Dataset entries
>>

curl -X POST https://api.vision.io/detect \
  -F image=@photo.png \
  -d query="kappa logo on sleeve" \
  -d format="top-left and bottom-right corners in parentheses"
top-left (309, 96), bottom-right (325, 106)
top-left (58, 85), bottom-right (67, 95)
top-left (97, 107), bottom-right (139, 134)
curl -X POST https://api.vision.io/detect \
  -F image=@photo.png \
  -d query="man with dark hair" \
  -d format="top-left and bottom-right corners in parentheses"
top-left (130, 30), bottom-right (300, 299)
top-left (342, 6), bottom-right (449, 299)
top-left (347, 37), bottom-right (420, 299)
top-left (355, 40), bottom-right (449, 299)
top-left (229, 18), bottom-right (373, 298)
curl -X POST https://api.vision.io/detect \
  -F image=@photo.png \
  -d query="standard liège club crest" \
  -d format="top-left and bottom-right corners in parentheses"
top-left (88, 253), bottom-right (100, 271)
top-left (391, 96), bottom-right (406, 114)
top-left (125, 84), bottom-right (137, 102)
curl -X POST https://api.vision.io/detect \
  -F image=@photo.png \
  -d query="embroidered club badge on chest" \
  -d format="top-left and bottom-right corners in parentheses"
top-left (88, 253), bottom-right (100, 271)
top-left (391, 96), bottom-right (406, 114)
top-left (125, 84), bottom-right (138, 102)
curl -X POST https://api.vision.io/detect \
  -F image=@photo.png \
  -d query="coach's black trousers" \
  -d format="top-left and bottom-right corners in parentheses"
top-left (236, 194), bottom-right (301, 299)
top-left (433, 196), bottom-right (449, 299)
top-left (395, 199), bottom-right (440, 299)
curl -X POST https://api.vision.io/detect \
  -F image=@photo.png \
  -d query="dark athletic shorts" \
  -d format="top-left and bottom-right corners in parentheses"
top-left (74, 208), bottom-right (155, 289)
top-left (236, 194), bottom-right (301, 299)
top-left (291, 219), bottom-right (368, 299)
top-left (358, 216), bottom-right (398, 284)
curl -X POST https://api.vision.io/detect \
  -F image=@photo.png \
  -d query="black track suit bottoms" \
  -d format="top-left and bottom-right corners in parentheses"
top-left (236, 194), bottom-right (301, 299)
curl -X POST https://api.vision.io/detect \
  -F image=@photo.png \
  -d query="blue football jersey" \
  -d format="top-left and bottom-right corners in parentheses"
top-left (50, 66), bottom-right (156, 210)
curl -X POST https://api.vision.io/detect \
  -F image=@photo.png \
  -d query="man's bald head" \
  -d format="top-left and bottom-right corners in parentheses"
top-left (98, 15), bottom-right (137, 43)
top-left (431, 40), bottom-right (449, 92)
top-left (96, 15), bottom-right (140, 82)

<<

WHAT IS REQUIRED - Lay out the data as a Markdown table with columns "Row" and "Line", starting at the first line and ending after the line containing "top-left (395, 199), bottom-right (440, 299)", with one numbered row per line and blank lines omitted.

FINISHED EXERCISE -
| Row | Line |
|---|---|
| 1 | curl -X POST https://api.vision.io/detect \ |
| 2 |   -F image=@photo.png \ |
| 3 |   -d query="kappa logo on sleeve" \ |
| 4 |   -d format="top-left and bottom-right corners in parentheses" |
| 5 | top-left (309, 96), bottom-right (325, 106) |
| 6 | top-left (58, 85), bottom-right (67, 95) |
| 7 | top-left (97, 107), bottom-right (139, 134) |
| 8 | curl -X POST https://api.vision.io/detect \ |
| 9 |   -F image=@photo.png \ |
| 10 |   -d query="man with dark hair" \ |
| 11 |   -d format="top-left and bottom-right corners in parentheses" |
| 12 | top-left (130, 30), bottom-right (300, 299) |
| 13 | top-left (342, 6), bottom-right (449, 299) |
| 14 | top-left (347, 37), bottom-right (420, 299) |
| 15 | top-left (355, 40), bottom-right (449, 299) |
| 16 | top-left (229, 18), bottom-right (373, 298) |
| 17 | curl -X POST https://api.vision.io/detect \ |
| 18 |   -F image=@photo.png \ |
| 19 |   -d query="standard liège club crest" \ |
| 20 |   -d format="top-left and bottom-right corners in parentheses" |
| 21 | top-left (88, 253), bottom-right (100, 271) |
| 22 | top-left (391, 96), bottom-right (406, 114) |
| 23 | top-left (125, 84), bottom-right (137, 102) |
| 24 | curl -X POST https://api.vision.io/detect \ |
| 25 |   -F image=@photo.png \ |
| 26 |   -d query="embroidered club badge on chest" \ |
| 27 |   -d format="top-left and bottom-right corners in parentheses" |
| 28 | top-left (88, 253), bottom-right (100, 271) |
| 29 | top-left (391, 96), bottom-right (406, 114) |
| 30 | top-left (125, 84), bottom-right (138, 102) |
| 31 | curl -X POST https://api.vision.io/detect \ |
| 32 |   -F image=@photo.png \ |
| 33 |   -d query="coach's black trousers" \ |
| 34 |   -d format="top-left and bottom-right corners in parentheses" |
| 35 | top-left (236, 194), bottom-right (301, 299) |
| 36 | top-left (433, 196), bottom-right (449, 299) |
| 37 | top-left (395, 199), bottom-right (440, 299) |